EXERCISE REQUIREMENTS:
Count the lines in the entries below that contain the word "Give". Reply with the number only.

DATA ENTRIES:
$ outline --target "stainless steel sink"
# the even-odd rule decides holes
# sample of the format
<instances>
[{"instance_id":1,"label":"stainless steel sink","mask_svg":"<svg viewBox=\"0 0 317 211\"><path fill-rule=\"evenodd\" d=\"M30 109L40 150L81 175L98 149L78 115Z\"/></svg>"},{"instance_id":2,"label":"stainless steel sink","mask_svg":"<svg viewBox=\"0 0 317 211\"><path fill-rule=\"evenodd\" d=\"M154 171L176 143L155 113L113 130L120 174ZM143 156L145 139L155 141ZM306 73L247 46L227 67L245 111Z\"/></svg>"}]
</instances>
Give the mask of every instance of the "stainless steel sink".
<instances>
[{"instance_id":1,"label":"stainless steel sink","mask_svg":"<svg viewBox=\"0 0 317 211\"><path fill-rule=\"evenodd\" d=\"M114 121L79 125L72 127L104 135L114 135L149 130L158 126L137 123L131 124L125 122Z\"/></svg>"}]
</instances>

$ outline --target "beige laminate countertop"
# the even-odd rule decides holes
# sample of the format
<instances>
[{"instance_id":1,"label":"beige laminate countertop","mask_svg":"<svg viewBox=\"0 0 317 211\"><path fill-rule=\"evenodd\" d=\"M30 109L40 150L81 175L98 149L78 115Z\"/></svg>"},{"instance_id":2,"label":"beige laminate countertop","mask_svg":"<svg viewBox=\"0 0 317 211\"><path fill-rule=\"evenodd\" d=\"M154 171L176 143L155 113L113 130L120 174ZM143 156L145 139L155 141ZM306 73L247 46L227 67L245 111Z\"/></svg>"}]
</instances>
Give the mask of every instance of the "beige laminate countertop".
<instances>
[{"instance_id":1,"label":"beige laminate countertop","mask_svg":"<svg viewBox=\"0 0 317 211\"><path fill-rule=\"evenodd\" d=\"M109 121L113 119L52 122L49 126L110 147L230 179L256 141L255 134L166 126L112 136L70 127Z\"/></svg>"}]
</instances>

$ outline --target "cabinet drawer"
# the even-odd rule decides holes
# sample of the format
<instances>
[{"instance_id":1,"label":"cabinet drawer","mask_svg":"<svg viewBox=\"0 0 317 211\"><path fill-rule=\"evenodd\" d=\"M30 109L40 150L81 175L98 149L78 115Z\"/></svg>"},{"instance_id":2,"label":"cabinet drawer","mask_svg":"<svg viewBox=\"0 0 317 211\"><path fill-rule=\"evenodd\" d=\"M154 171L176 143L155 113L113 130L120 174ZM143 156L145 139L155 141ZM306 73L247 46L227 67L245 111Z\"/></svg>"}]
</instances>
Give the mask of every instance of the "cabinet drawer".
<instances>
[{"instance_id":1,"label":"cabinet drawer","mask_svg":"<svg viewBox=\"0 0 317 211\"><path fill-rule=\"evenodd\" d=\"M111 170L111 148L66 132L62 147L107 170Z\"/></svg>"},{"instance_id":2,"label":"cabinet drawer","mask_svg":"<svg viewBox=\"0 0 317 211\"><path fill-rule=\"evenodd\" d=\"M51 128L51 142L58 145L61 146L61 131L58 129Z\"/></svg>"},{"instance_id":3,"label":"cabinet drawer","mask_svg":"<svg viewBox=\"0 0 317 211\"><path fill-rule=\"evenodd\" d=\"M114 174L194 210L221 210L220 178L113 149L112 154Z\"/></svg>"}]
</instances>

EXERCISE ANSWER:
3